◆ **Work item**
Everything from the line holding "ocean in the photo above." through the final line of the entries below is to be duplicated exactly, and nothing outside that span.

◆ **Supplied material**

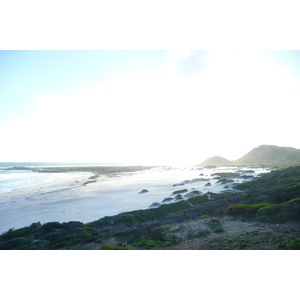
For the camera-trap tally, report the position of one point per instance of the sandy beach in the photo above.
(74, 197)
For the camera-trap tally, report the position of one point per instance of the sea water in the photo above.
(14, 179)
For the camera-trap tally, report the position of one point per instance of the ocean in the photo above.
(14, 179)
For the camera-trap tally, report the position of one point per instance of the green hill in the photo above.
(262, 155)
(270, 155)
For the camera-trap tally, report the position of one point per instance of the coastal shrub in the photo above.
(246, 210)
(199, 199)
(142, 215)
(149, 237)
(180, 191)
(110, 247)
(295, 245)
(193, 193)
(287, 211)
(60, 244)
(12, 233)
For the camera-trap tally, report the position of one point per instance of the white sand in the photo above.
(67, 199)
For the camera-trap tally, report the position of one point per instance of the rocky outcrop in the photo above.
(154, 205)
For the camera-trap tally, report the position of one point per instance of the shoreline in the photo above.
(77, 197)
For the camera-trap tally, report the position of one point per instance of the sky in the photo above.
(146, 107)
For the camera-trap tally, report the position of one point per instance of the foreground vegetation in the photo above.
(260, 214)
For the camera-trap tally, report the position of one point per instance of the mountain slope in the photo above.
(262, 155)
(267, 154)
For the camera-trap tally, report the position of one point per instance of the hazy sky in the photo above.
(146, 107)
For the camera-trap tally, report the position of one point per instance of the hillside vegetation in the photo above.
(263, 155)
(260, 214)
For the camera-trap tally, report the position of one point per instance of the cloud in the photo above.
(186, 63)
(224, 104)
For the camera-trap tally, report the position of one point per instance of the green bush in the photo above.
(215, 225)
(295, 245)
(287, 211)
(110, 247)
(246, 210)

◆ **Output**
For the camera-trap tally, report the position of one point per instance of the ocean in the photo above.
(14, 179)
For the camera-trap tally, report the position of one point per instance of the green hill in the photo above.
(262, 155)
(270, 155)
For the camera-trap tally, report the position of one point per instance of the coastal shrub in the photo above.
(246, 210)
(199, 199)
(142, 215)
(149, 237)
(180, 191)
(110, 247)
(295, 245)
(193, 193)
(287, 211)
(60, 244)
(12, 233)
For the camera-trap tally, report the position of one point per instance of the white sand in the photo above.
(67, 199)
For the camera-trap tally, report the position of one point per instance of the rocky outcrop in the photo above.
(154, 205)
For the camera-trap tally, report the position of one point per instance of the shoreline in the photo above.
(77, 197)
For the camera-trap tally, report the position of one point per instance of the sky in the photo above.
(146, 107)
For the camera-trap tally, report the position of one point per instance of the foreground vegetation in the photo above.
(260, 214)
For the camera-trap tally, report the position of one point per instance of the mountain slope in the photo above.
(262, 155)
(267, 154)
For the camera-trap tally, report the position of one point per instance of the hazy sky in the photo above.
(146, 107)
For the camera-trap tally, report the position of one point per instance of the hillside vegetation in the photo above.
(263, 155)
(260, 214)
For the camera-trap tally, report the position of one point per instance of the cloud in the photo above.
(186, 63)
(224, 104)
For the camera-trap tally, report the position of one point per instance of the green bush in the photo above.
(215, 225)
(295, 245)
(287, 211)
(110, 247)
(246, 210)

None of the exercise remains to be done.